**Stated exercise:** Collect every line below that contains the word "shoelace".

------------------------------------------------

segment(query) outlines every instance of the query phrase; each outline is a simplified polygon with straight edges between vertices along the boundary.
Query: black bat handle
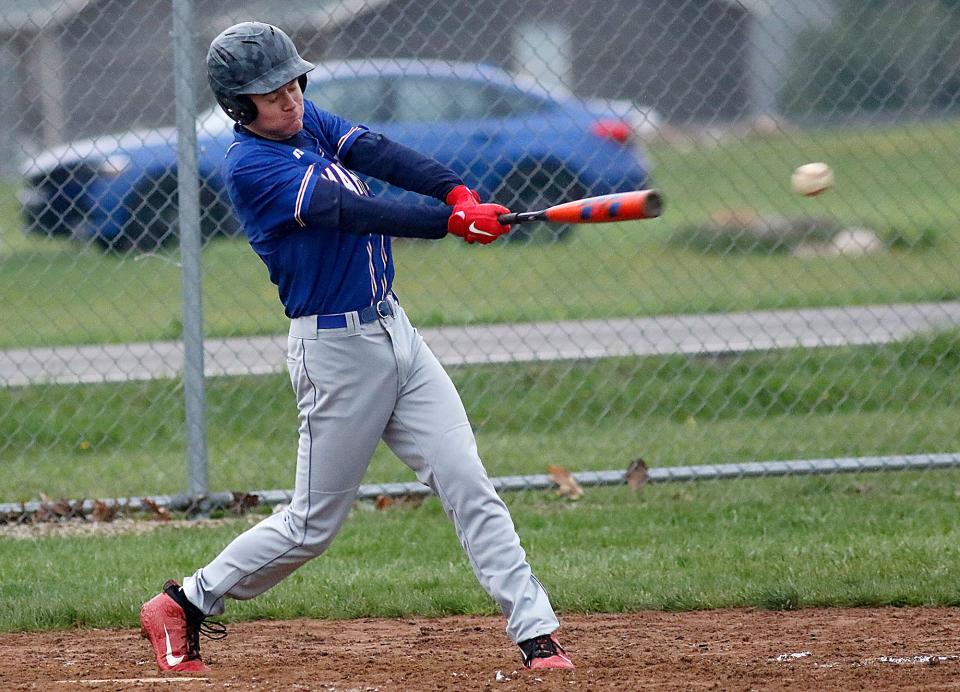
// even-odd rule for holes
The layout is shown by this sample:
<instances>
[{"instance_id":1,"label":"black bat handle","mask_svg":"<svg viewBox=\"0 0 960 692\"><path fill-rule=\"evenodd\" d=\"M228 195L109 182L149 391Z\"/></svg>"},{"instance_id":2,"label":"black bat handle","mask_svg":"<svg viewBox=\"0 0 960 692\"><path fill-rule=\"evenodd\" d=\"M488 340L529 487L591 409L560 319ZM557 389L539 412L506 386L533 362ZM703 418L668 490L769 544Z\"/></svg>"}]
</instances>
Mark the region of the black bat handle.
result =
<instances>
[{"instance_id":1,"label":"black bat handle","mask_svg":"<svg viewBox=\"0 0 960 692\"><path fill-rule=\"evenodd\" d=\"M501 214L497 221L503 226L509 226L515 223L524 223L525 221L536 221L542 218L542 211L514 211L509 214Z\"/></svg>"}]
</instances>

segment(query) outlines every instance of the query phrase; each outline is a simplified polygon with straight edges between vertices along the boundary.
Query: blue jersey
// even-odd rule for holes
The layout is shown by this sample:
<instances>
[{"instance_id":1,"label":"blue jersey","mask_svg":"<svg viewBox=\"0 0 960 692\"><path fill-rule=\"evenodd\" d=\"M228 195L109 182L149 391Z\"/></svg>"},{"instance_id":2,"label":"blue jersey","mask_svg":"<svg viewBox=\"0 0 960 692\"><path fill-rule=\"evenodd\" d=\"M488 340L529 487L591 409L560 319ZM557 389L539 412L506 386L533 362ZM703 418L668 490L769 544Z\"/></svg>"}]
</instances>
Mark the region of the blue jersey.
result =
<instances>
[{"instance_id":1,"label":"blue jersey","mask_svg":"<svg viewBox=\"0 0 960 692\"><path fill-rule=\"evenodd\" d=\"M282 142L237 126L225 159L226 187L251 247L277 285L288 317L359 310L393 285L390 237L357 235L308 217L321 179L369 196L343 165L367 129L303 103L303 130Z\"/></svg>"}]
</instances>

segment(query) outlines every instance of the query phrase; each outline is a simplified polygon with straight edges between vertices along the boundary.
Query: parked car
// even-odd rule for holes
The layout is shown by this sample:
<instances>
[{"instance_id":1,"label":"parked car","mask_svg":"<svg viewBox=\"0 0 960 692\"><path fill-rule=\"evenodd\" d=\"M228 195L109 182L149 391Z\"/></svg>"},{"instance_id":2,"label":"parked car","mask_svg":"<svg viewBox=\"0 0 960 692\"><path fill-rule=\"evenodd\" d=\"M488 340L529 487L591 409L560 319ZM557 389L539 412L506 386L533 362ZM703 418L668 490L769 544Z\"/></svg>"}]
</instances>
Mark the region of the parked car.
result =
<instances>
[{"instance_id":1,"label":"parked car","mask_svg":"<svg viewBox=\"0 0 960 692\"><path fill-rule=\"evenodd\" d=\"M648 167L630 124L602 101L551 94L485 65L420 60L321 63L308 98L457 171L511 209L642 188ZM233 138L218 107L197 120L201 230L239 231L221 161ZM26 230L154 249L177 236L176 133L104 135L56 147L23 167ZM378 195L411 195L371 181ZM421 199L422 201L422 199ZM550 237L569 229L550 228ZM541 231L543 232L543 229ZM537 231L517 227L513 238Z\"/></svg>"}]
</instances>

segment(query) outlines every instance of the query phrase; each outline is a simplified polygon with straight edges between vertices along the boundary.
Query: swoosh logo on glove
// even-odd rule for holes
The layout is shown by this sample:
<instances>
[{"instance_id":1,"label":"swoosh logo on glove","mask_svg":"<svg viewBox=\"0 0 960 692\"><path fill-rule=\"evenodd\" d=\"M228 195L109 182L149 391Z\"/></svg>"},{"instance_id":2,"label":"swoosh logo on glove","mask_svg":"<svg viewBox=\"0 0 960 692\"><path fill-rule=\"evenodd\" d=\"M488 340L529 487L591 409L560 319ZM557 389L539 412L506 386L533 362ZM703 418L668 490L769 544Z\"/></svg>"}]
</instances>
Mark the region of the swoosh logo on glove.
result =
<instances>
[{"instance_id":1,"label":"swoosh logo on glove","mask_svg":"<svg viewBox=\"0 0 960 692\"><path fill-rule=\"evenodd\" d=\"M462 213L462 212L461 212L461 213ZM488 238L496 238L496 237L497 237L495 233L487 233L486 231L481 231L479 228L477 228L477 222L476 222L476 221L471 222L471 224L470 224L470 232L471 232L471 233L476 233L477 235L485 235L485 236L487 236Z\"/></svg>"},{"instance_id":2,"label":"swoosh logo on glove","mask_svg":"<svg viewBox=\"0 0 960 692\"><path fill-rule=\"evenodd\" d=\"M173 655L173 647L170 646L170 633L167 632L166 625L163 626L163 633L167 637L167 665L173 668L174 666L179 665L183 661L184 657Z\"/></svg>"}]
</instances>

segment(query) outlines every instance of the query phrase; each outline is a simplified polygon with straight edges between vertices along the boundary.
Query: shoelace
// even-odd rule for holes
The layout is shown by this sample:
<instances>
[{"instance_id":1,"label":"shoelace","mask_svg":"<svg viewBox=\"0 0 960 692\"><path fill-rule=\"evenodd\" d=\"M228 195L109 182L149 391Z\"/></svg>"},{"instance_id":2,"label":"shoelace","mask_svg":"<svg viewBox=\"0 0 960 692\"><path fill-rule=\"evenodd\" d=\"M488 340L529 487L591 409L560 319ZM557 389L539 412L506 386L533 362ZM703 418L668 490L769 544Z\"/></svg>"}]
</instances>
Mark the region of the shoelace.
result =
<instances>
[{"instance_id":1,"label":"shoelace","mask_svg":"<svg viewBox=\"0 0 960 692\"><path fill-rule=\"evenodd\" d=\"M527 654L527 661L530 662L535 658L550 658L551 656L556 656L562 651L557 643L553 641L553 638L549 634L542 635L537 637L529 646L529 654ZM524 651L524 653L527 653Z\"/></svg>"},{"instance_id":2,"label":"shoelace","mask_svg":"<svg viewBox=\"0 0 960 692\"><path fill-rule=\"evenodd\" d=\"M187 658L200 658L200 635L207 639L223 639L227 636L227 626L222 622L187 621Z\"/></svg>"}]
</instances>

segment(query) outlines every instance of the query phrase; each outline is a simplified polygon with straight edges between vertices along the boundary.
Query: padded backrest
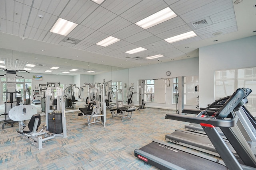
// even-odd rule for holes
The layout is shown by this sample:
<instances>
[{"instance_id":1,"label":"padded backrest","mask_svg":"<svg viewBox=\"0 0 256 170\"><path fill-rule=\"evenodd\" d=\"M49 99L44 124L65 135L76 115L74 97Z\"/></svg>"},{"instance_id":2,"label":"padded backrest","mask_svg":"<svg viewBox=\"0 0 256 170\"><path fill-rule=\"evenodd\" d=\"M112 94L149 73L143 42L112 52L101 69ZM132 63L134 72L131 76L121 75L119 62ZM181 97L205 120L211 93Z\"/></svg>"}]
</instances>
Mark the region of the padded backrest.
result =
<instances>
[{"instance_id":1,"label":"padded backrest","mask_svg":"<svg viewBox=\"0 0 256 170\"><path fill-rule=\"evenodd\" d=\"M89 104L89 97L86 98L86 100L85 100L85 103L86 103L86 104Z\"/></svg>"},{"instance_id":2,"label":"padded backrest","mask_svg":"<svg viewBox=\"0 0 256 170\"><path fill-rule=\"evenodd\" d=\"M31 117L31 119L30 119L30 120L29 121L29 122L28 122L28 127L29 129L29 130L31 131L30 132L32 132L33 131L33 128L34 127L34 124L35 123L35 121L36 121L36 119L38 118L38 123L37 125L37 127L36 127L36 130L37 131L38 129L38 127L41 124L41 116L39 114L36 114L36 115L34 115Z\"/></svg>"},{"instance_id":3,"label":"padded backrest","mask_svg":"<svg viewBox=\"0 0 256 170\"><path fill-rule=\"evenodd\" d=\"M71 100L72 102L74 102L76 101L76 98L75 98L74 96L72 96Z\"/></svg>"},{"instance_id":4,"label":"padded backrest","mask_svg":"<svg viewBox=\"0 0 256 170\"><path fill-rule=\"evenodd\" d=\"M93 105L94 104L94 102L90 102L88 104L88 107L87 107L87 111L92 111L93 109Z\"/></svg>"}]
</instances>

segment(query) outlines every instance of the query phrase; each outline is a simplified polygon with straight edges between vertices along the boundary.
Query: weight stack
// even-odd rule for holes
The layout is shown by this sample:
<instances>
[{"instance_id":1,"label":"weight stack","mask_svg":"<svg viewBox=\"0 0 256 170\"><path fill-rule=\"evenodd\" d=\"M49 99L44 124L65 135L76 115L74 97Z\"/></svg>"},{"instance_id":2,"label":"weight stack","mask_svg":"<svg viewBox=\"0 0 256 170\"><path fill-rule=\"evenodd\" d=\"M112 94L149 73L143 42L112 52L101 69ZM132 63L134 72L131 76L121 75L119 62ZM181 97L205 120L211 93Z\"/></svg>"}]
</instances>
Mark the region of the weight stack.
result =
<instances>
[{"instance_id":1,"label":"weight stack","mask_svg":"<svg viewBox=\"0 0 256 170\"><path fill-rule=\"evenodd\" d=\"M61 113L48 113L48 130L55 134L63 132Z\"/></svg>"}]
</instances>

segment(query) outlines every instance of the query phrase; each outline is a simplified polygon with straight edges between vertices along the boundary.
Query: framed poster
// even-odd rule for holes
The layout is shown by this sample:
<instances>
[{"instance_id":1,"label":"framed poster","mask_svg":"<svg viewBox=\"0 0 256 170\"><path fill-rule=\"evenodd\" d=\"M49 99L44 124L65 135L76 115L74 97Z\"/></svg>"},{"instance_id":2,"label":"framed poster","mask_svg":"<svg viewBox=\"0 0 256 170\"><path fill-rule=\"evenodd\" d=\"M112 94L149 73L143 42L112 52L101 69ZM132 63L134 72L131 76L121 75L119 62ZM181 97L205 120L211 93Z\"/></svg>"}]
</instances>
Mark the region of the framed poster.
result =
<instances>
[{"instance_id":1,"label":"framed poster","mask_svg":"<svg viewBox=\"0 0 256 170\"><path fill-rule=\"evenodd\" d=\"M33 80L42 80L43 76L33 75Z\"/></svg>"}]
</instances>

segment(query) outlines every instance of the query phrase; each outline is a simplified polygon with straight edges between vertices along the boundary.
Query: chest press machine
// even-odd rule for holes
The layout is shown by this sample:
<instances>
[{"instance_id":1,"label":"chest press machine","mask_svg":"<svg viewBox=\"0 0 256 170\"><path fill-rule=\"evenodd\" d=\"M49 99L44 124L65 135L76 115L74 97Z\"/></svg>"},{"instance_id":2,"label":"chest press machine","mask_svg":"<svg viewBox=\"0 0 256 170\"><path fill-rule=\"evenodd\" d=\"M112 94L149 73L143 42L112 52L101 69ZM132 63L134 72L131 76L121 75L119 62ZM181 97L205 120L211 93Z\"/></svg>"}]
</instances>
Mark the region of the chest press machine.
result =
<instances>
[{"instance_id":1,"label":"chest press machine","mask_svg":"<svg viewBox=\"0 0 256 170\"><path fill-rule=\"evenodd\" d=\"M46 94L46 123L39 131L37 131L41 123L41 116L37 114L35 107L30 105L18 106L13 107L9 113L12 120L19 122L19 130L17 131L19 135L38 149L42 148L43 142L55 137L67 137L63 90L59 87L49 87ZM57 105L55 107L51 106L50 103L54 96L56 97ZM26 126L24 121L30 119Z\"/></svg>"},{"instance_id":2,"label":"chest press machine","mask_svg":"<svg viewBox=\"0 0 256 170\"><path fill-rule=\"evenodd\" d=\"M86 117L88 126L90 126L91 124L97 122L101 122L102 124L104 124L102 118L104 114L100 113L100 103L98 100L94 100L93 101L90 102L86 107L80 108L79 110L81 113L78 113L78 116L84 116ZM101 119L100 119L98 117ZM92 121L92 120L93 121Z\"/></svg>"}]
</instances>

------------------------------------------------

**Response to the task:**
Query: shoelace
[{"instance_id":1,"label":"shoelace","mask_svg":"<svg viewBox=\"0 0 960 692\"><path fill-rule=\"evenodd\" d=\"M228 195L109 182L149 391Z\"/></svg>"},{"instance_id":2,"label":"shoelace","mask_svg":"<svg viewBox=\"0 0 960 692\"><path fill-rule=\"evenodd\" d=\"M488 340L529 487L591 409L560 319ZM557 389L539 412L506 386L533 362ZM703 418L668 490L769 544Z\"/></svg>"}]
Mark the region of the shoelace.
[{"instance_id":1,"label":"shoelace","mask_svg":"<svg viewBox=\"0 0 960 692\"><path fill-rule=\"evenodd\" d=\"M527 654L527 661L530 662L535 658L550 658L551 656L556 656L562 651L557 643L553 641L553 638L549 634L542 635L537 637L529 646L529 654ZM524 651L524 653L527 653Z\"/></svg>"},{"instance_id":2,"label":"shoelace","mask_svg":"<svg viewBox=\"0 0 960 692\"><path fill-rule=\"evenodd\" d=\"M187 658L200 658L200 635L207 639L223 639L227 636L227 626L222 622L187 621Z\"/></svg>"}]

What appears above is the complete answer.